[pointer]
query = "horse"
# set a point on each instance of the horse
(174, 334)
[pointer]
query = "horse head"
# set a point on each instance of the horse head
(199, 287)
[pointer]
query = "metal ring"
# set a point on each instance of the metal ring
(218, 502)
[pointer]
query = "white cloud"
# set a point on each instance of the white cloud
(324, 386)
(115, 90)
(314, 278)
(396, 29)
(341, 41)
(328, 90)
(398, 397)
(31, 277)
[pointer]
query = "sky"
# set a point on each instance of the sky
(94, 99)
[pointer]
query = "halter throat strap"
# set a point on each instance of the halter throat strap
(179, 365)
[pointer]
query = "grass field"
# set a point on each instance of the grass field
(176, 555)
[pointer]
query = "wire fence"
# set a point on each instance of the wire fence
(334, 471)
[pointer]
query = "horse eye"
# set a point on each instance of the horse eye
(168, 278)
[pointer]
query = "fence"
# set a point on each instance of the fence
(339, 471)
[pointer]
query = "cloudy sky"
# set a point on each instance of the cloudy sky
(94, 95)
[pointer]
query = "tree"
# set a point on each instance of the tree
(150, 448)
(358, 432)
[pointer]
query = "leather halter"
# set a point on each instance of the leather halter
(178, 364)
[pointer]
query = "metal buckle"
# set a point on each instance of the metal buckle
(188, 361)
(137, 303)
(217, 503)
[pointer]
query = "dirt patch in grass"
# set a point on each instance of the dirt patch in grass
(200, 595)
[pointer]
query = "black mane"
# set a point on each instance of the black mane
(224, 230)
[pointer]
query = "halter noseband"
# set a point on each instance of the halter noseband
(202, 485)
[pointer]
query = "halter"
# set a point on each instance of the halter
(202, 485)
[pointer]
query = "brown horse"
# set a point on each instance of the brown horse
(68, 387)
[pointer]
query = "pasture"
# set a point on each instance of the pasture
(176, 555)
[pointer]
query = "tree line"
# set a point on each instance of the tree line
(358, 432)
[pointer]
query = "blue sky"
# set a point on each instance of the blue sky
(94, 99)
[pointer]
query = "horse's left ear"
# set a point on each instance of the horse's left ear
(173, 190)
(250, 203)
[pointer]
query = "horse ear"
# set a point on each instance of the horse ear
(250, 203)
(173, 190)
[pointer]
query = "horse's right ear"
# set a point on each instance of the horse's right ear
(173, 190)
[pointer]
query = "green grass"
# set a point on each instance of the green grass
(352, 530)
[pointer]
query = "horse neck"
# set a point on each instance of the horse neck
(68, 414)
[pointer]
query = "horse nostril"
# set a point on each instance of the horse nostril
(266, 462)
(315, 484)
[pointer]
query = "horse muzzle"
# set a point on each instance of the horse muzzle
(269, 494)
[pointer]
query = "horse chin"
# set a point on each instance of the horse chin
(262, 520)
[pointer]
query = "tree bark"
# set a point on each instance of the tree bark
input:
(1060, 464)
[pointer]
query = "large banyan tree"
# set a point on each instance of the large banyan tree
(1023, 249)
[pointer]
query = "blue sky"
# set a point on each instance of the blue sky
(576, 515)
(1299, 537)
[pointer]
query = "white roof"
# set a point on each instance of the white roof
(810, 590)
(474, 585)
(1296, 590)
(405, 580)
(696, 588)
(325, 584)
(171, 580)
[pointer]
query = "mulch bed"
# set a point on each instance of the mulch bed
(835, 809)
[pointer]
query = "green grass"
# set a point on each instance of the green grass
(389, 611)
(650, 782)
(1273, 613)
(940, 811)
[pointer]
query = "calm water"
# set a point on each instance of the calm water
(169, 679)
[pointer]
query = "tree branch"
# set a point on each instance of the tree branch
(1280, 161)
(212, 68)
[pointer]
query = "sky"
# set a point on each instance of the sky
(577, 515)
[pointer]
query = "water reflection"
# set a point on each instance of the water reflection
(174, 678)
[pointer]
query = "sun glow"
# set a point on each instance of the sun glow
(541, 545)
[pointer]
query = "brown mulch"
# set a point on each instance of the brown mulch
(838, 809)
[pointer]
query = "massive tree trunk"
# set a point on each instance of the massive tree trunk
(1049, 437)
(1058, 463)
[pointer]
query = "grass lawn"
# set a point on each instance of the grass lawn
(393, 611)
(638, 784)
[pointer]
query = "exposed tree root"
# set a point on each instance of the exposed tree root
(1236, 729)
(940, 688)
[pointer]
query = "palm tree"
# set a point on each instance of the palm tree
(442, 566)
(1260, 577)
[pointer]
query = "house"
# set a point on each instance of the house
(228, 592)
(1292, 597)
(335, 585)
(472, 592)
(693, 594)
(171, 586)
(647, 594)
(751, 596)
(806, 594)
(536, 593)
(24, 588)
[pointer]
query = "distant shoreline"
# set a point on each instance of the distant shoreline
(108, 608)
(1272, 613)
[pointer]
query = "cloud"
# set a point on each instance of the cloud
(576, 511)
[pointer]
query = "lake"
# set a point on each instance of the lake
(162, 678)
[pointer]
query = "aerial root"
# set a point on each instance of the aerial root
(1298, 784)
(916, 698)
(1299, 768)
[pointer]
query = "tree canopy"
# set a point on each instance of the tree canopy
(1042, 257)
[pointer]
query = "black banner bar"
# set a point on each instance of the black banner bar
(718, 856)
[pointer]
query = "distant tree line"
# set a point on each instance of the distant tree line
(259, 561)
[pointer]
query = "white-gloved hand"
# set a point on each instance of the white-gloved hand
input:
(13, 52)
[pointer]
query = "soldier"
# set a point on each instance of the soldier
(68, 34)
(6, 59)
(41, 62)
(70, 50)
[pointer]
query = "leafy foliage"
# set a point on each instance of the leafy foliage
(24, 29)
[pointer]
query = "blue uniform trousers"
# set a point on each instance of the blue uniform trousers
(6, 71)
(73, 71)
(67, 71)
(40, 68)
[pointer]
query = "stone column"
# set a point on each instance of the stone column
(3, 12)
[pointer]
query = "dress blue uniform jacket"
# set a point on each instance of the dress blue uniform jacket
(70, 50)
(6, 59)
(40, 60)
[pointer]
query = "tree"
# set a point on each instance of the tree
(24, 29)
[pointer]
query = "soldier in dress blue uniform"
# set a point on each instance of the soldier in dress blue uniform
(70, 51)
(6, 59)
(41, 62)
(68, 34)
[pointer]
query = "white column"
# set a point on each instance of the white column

_ _ _

— ABOUT THIS EXERCISE —
Looking through the records, copy out every line in which the word "gloved" is found.

— EXERCISE SOLUTION —
query = "white-gloved hand"
# set a point on each instance of the white-gloved hand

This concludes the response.